• **Task instructions**
Count the lines that contain the string "lace" in the records beneath, and respond with the number only.
++++ Given data
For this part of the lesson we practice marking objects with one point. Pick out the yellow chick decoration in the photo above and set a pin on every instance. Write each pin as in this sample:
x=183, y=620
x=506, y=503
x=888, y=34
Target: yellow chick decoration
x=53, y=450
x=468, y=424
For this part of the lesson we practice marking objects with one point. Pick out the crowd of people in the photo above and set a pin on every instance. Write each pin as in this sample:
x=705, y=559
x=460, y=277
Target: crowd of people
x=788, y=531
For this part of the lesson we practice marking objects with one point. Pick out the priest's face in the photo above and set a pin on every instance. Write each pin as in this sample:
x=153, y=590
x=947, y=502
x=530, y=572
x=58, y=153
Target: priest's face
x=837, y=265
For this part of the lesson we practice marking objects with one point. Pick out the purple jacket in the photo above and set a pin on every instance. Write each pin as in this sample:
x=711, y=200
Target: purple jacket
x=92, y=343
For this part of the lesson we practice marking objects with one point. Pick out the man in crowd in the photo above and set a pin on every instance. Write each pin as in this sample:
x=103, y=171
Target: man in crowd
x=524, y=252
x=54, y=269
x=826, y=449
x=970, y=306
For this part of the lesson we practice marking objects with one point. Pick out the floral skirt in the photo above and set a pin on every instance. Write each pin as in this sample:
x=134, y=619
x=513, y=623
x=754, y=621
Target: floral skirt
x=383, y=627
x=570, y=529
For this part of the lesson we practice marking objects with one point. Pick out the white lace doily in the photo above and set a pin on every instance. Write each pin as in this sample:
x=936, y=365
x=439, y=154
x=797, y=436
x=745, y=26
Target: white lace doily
++++++++
• **Solution to the exercise**
2